* **WHAT THE TASK ASKS**:
Continue the passage about unpunished violence against journalists and the self-censorship it causes, starting after its last sentence.

Impunity is a key indicator in assessing levels of press freedom and free expression in nations worldwide. CPJ research shows that deadly, unpunished violence against journalists often leads to a general pattern of self-censorship in the rest of the press corps. From Somalia to Mexico, CPJ has found that journalists avoid sensitive topics, leave the profession, or flee their homeland to escape violent retribution.

CPJ has documented the use of self-censorship in response to media violence in Colombia in a 2005 report “Untold Stories” Interviews with three dozen news professionals revealed that media outlets and journalists across the country routinely censor themselves in fear of physical retaliation from all sides in the nation’s conflict.

Media murders and attacks are often intended not just to silence the victim but send a message to the community – sometimes this is demonstrated by the nature of the crime.  In many cases CPJ has found the journalist was taken captive and/or tortured. After the tortured remains of Mexican reporter Valentín Valdés Espinosa were discovered, no other reporter in the city of Saltillo attempted to report on why Espinosa had been killed. His newspaper, Zócalo de Saltillo, stopped reporting on organized crime.

* **MATERIAL**:
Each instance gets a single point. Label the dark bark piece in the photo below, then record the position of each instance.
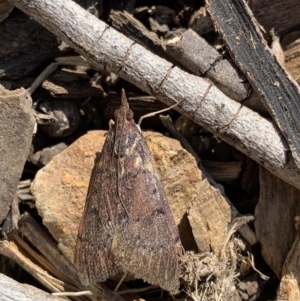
(14, 291)
(64, 116)
(16, 128)
(33, 44)
(194, 52)
(280, 94)
(291, 45)
(68, 84)
(5, 9)
(11, 222)
(127, 224)
(274, 219)
(282, 15)
(39, 238)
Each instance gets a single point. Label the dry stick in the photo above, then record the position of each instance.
(105, 48)
(280, 93)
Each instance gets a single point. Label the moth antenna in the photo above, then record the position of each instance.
(124, 100)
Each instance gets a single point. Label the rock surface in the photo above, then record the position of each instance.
(60, 187)
(16, 128)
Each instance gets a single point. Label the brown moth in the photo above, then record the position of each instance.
(127, 224)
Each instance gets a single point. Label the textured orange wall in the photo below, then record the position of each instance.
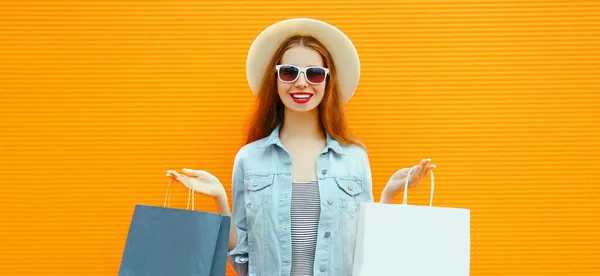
(98, 100)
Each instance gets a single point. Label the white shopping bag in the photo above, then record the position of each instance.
(408, 240)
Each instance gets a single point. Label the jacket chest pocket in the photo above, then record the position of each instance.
(350, 191)
(258, 190)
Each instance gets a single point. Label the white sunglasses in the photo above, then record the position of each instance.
(290, 73)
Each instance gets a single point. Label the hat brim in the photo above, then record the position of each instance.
(341, 48)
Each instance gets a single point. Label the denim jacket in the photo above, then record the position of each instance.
(261, 189)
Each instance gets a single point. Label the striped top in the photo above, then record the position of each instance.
(305, 213)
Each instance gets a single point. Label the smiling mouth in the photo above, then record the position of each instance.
(301, 97)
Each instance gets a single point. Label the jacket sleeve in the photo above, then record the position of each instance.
(238, 257)
(367, 178)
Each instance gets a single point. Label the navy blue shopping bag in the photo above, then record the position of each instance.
(164, 241)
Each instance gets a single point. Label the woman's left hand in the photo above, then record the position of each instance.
(397, 182)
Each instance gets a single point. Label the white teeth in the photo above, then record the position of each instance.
(301, 96)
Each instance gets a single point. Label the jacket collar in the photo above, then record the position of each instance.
(273, 139)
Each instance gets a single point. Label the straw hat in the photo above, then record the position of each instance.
(340, 47)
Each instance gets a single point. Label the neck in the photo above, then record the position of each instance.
(301, 125)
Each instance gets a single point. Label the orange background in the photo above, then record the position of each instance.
(98, 100)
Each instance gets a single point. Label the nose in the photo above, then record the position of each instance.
(301, 81)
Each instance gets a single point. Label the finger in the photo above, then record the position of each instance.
(190, 172)
(178, 177)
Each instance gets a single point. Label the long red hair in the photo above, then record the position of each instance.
(269, 108)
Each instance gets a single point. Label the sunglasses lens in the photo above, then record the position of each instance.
(315, 75)
(288, 73)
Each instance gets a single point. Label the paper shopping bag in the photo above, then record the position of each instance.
(408, 240)
(175, 242)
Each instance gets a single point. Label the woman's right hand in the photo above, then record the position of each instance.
(199, 181)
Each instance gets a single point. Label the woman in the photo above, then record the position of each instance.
(298, 182)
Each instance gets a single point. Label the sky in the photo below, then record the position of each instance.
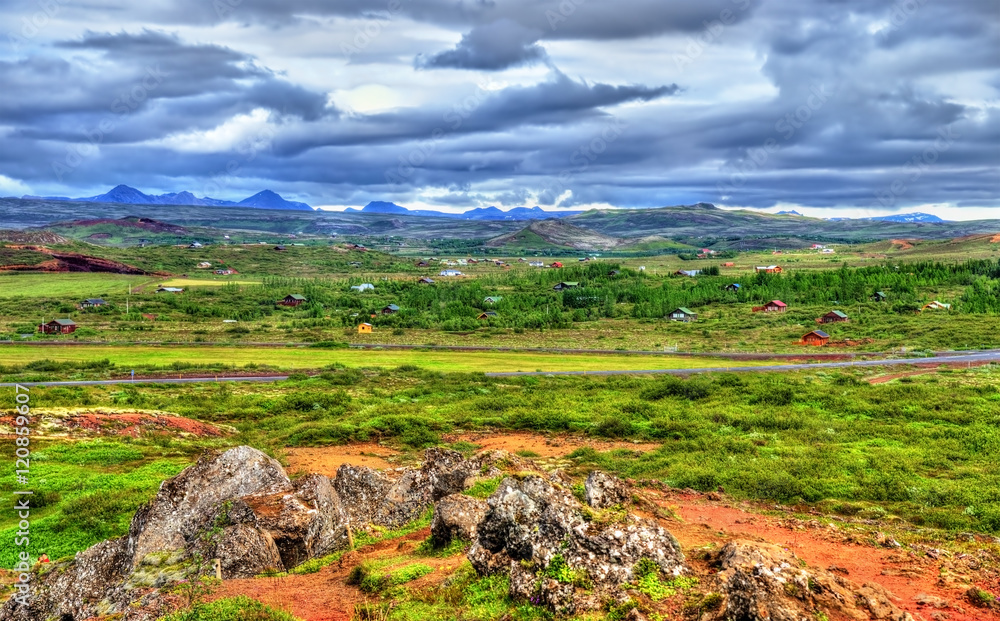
(827, 107)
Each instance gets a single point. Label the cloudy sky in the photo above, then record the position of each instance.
(830, 107)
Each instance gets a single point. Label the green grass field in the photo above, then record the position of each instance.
(316, 358)
(84, 285)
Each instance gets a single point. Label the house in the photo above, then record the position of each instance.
(774, 306)
(683, 314)
(58, 326)
(293, 300)
(816, 337)
(833, 317)
(935, 305)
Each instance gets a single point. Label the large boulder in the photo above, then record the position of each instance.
(457, 517)
(603, 490)
(560, 554)
(760, 581)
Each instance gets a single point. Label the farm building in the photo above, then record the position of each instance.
(816, 337)
(833, 317)
(683, 314)
(293, 300)
(774, 306)
(58, 326)
(935, 305)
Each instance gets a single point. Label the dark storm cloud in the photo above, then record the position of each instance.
(499, 45)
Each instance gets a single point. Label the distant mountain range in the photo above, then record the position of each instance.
(130, 196)
(480, 213)
(899, 217)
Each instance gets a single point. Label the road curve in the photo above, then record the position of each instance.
(974, 358)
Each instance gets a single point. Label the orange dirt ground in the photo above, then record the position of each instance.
(929, 585)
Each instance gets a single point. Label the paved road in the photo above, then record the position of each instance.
(972, 359)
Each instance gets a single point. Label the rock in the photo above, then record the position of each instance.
(535, 528)
(603, 490)
(760, 581)
(173, 518)
(457, 517)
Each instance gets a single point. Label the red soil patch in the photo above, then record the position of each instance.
(556, 445)
(326, 460)
(902, 572)
(133, 424)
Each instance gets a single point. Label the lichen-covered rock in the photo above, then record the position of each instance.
(379, 500)
(178, 512)
(603, 490)
(457, 517)
(759, 581)
(535, 528)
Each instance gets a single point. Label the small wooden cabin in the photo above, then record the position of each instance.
(58, 326)
(293, 300)
(817, 338)
(683, 314)
(833, 317)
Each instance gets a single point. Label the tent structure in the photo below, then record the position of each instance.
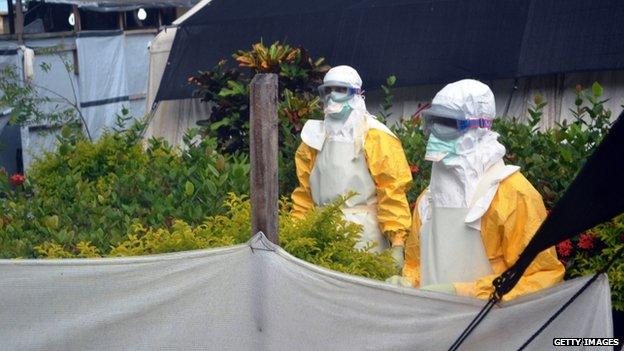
(518, 47)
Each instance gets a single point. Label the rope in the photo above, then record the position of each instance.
(578, 293)
(476, 321)
(497, 296)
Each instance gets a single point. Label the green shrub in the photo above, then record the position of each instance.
(227, 89)
(92, 192)
(323, 238)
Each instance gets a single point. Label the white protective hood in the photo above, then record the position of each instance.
(453, 183)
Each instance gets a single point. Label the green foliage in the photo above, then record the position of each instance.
(323, 238)
(93, 192)
(227, 89)
(550, 159)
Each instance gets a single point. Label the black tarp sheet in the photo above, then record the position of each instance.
(421, 42)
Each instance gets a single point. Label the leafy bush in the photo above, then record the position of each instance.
(93, 192)
(227, 89)
(323, 238)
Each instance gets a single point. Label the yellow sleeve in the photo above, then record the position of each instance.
(516, 213)
(301, 196)
(411, 268)
(388, 167)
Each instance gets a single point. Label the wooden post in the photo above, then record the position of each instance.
(77, 22)
(10, 10)
(19, 21)
(263, 152)
(77, 28)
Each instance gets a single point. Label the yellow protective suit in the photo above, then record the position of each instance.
(512, 219)
(389, 169)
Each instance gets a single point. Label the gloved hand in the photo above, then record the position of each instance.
(443, 288)
(398, 254)
(399, 281)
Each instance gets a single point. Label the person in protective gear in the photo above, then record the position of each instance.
(351, 151)
(478, 214)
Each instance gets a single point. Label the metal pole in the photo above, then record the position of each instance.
(263, 154)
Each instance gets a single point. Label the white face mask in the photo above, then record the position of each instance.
(332, 107)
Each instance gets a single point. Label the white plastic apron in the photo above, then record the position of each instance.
(337, 171)
(450, 249)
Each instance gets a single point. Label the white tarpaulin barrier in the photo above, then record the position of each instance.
(258, 297)
(103, 85)
(172, 118)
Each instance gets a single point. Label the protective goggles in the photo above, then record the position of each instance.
(448, 128)
(341, 91)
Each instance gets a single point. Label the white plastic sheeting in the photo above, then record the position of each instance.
(171, 119)
(261, 298)
(558, 90)
(103, 85)
(112, 72)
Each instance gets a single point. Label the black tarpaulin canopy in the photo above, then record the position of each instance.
(421, 42)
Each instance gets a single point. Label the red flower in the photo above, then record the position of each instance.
(564, 248)
(586, 241)
(17, 179)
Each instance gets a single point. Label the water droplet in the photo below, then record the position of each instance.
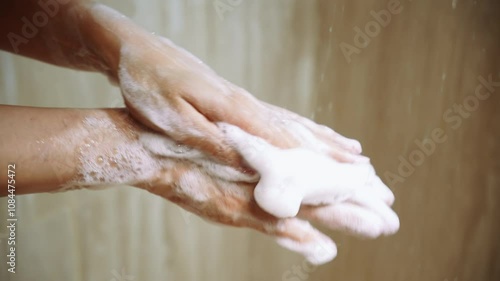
(113, 163)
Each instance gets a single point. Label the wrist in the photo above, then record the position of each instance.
(104, 32)
(111, 153)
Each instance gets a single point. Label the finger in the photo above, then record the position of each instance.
(322, 131)
(327, 134)
(346, 217)
(253, 149)
(344, 156)
(377, 189)
(299, 236)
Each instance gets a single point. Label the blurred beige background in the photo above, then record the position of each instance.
(395, 88)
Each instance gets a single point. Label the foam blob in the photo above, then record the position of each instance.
(291, 177)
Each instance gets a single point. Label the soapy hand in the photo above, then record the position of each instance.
(172, 92)
(293, 182)
(366, 213)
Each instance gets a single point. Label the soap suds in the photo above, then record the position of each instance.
(297, 176)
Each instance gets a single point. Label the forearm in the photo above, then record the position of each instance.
(56, 148)
(76, 33)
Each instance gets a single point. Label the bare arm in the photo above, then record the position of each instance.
(52, 148)
(165, 87)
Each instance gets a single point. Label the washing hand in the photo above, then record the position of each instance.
(174, 93)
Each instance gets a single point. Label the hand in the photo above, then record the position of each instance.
(172, 92)
(196, 188)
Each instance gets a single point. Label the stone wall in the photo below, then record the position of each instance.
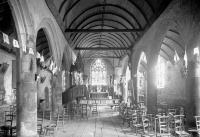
(6, 85)
(7, 81)
(174, 91)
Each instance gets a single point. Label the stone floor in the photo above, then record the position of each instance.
(106, 124)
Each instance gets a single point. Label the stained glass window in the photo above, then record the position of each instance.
(98, 71)
(160, 73)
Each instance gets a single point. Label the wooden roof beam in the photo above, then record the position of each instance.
(102, 30)
(100, 48)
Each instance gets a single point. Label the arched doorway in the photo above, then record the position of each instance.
(170, 70)
(44, 60)
(98, 72)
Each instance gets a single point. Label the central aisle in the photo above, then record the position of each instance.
(107, 124)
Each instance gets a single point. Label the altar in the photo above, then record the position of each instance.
(98, 95)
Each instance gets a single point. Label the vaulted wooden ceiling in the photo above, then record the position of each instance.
(105, 28)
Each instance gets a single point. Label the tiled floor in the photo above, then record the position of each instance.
(106, 124)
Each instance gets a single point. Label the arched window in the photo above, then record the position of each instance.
(98, 70)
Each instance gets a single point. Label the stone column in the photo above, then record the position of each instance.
(151, 90)
(26, 94)
(193, 91)
(56, 92)
(59, 89)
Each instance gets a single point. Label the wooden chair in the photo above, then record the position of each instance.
(40, 120)
(197, 129)
(172, 111)
(152, 131)
(78, 111)
(126, 116)
(83, 110)
(138, 123)
(163, 125)
(179, 126)
(67, 114)
(51, 129)
(8, 127)
(94, 109)
(60, 120)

* **RESPONSE**:
Our data also supports that where rates of violent attacks are high and impunity in those attacks the norm, then violence repeats – the most glaring example of this being the 2009 Maguindanao massacre in the Philippines. It is a widely-held belief that the massacre in which 32 journalists and media workers were brutally murdered, could not have taken place were there not a longstanding record of impunity in the Philippines. The perpetrators clearly thought they could get away with this atrocity and may well still as the trial limps forward. An analysis of CPJ’s annual impunity index over the past three years shows that the majority of nations identified as having the worst records at solving journalists’murders also repeatedly see new acts of violence.

Another less frequently discussed issue is the large number of journalists driven into exile due to threat of violence. In its annual survey on journalists in exile, CPJ has found threat of violence (direct threats or fear following attacks against colleagues) to be the leading reason journalists are forced to flee their countries.  In several cases CPJ interviewed, journalists in exile have said they would consider returning to their countries if they saw justice take place in murders of their colleagues.

For these and other reasons, the impact of impunity and media violence is devastating for the media on those countries and civil society, which are denied a full range of reporting on issues of vital importance.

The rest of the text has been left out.